__Selected extract__.
════════
House clears budget hurdle with Medicaid fight ahead



Johnson and Thune on Thursday. Photo: Kent Nishimura/Bloomberg via Getty Images
The House cleared a major hurdle Thursday with the adoption of Senate amendments to its budget resolution, but competing promises to different groups of lawmakers mean key decisions on Medicaid lie ahead.
Why it matters: A resolution calling for $1.5 trillion in cuts puts a target on the safety net program, but it's unclear how big the bullseye is.
Driving the news: House budget hardliners said they were reassured by a public statement from Senate Majority Leader John Thune that the Senate is "aligned with the House" in pushing for savings.
- But Thune left some wiggle room, stopping short of a firm commitment to hit the House's $1.5 trillion target.
- "He was willing to go on record that he was going to work with the House to hit our numbers and that's what we need to hear," said conservative Rep. Andy Ogles after the 216–214 vote.
- "We made tremendous progress over the last two days in making certain that whatever we do on reconciliation, we don't increase this country's budget deficit," said House Freedom Caucus Chair Andy Harris.
- He added that the group was happy it got assurances from Thune that he "agreed with the House numbers."
The other side: But leadership also made commitments going the other direction.
- Some moderate House members huddled on the House floor with Speaker Mike Johnson to discuss Medicaid, before casting their votes for the resolution, said Rep. Jeff Van Drew.
════════
__Your objective__. Reproduce the stretch from "House clears budget" through "House's $1.5 trillion target." in the article on the House budget vote.

__Extracted records__.
════════
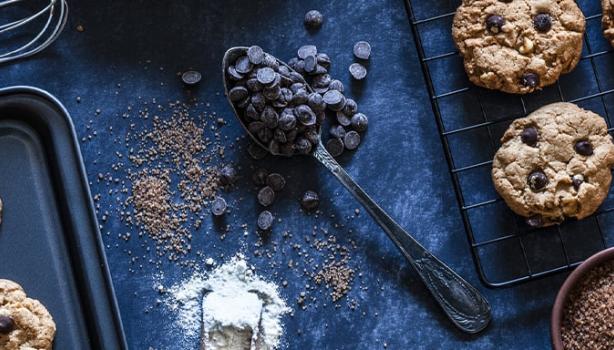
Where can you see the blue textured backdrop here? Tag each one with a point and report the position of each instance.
════════
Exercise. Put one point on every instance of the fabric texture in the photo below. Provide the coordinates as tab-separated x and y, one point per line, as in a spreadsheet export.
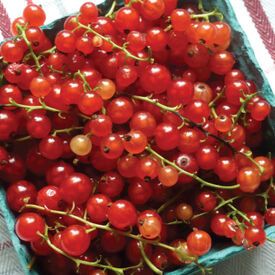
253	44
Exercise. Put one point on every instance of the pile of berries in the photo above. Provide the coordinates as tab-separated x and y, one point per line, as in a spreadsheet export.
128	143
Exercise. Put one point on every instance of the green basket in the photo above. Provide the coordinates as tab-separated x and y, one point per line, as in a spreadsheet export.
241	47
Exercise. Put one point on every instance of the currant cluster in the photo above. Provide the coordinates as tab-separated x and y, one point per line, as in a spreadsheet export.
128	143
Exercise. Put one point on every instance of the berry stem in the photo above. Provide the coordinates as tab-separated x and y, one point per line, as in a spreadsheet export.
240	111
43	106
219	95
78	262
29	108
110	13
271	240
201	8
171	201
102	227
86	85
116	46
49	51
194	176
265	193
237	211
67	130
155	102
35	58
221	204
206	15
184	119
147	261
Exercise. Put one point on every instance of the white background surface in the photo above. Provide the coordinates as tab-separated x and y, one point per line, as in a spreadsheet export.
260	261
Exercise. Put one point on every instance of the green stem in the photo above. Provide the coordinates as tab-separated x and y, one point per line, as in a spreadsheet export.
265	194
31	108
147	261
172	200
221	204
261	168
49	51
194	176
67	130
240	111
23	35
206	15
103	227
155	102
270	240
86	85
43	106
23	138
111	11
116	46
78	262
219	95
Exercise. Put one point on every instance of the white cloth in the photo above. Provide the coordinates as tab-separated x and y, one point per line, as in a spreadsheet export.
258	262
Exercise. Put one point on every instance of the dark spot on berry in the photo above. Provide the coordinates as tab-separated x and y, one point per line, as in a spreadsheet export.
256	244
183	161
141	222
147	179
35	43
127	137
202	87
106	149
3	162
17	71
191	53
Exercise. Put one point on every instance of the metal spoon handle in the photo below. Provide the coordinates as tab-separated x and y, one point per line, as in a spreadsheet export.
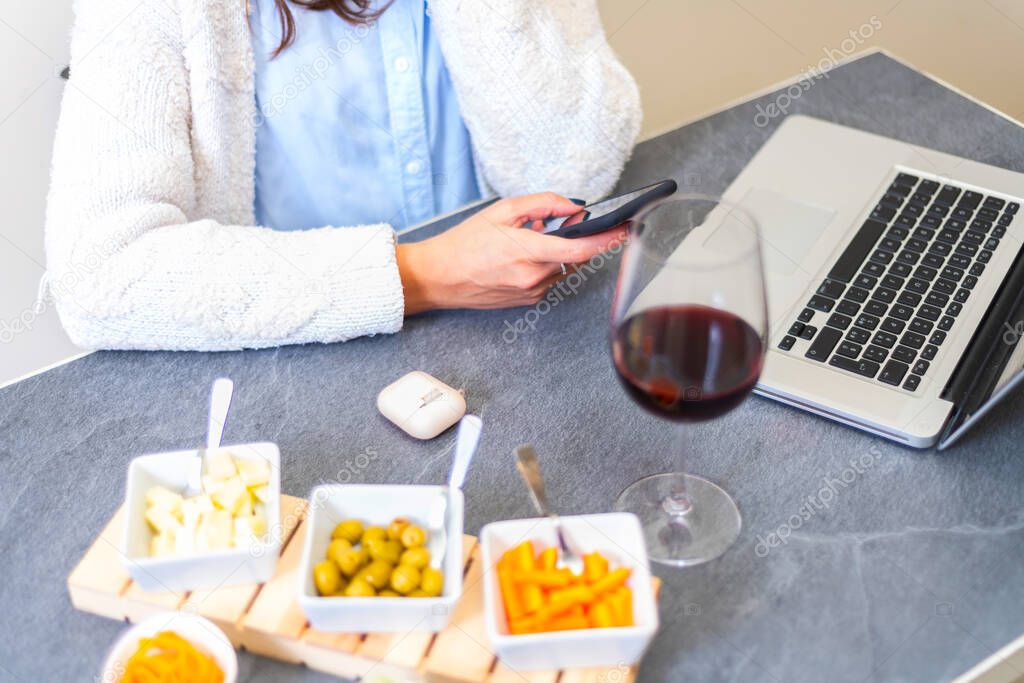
════════
__Solution for this task__.
House clears budget hurdle with Medicaid fight ahead



Johnson and Thune on Thursday. Photo: Kent Nishimura/Bloomberg via Getty Images
The House cleared a major hurdle Thursday with the adoption of Senate amendments to its budget resolution, but competing promises to different groups of lawmakers mean key decisions on Medicaid lie ahead.
Why it matters: A resolution calling for $1.5 trillion in cuts puts a target on the safety net program, but it's unclear how big the bullseye is.
Driving the news: House budget hardliners said they were reassured by a public statement from Senate Majority Leader John Thune that the Senate is "aligned with the House" in pushing for savings.
- But Thune left some wiggle room, stopping short of a firm commitment to hit the House's $1.5 trillion target.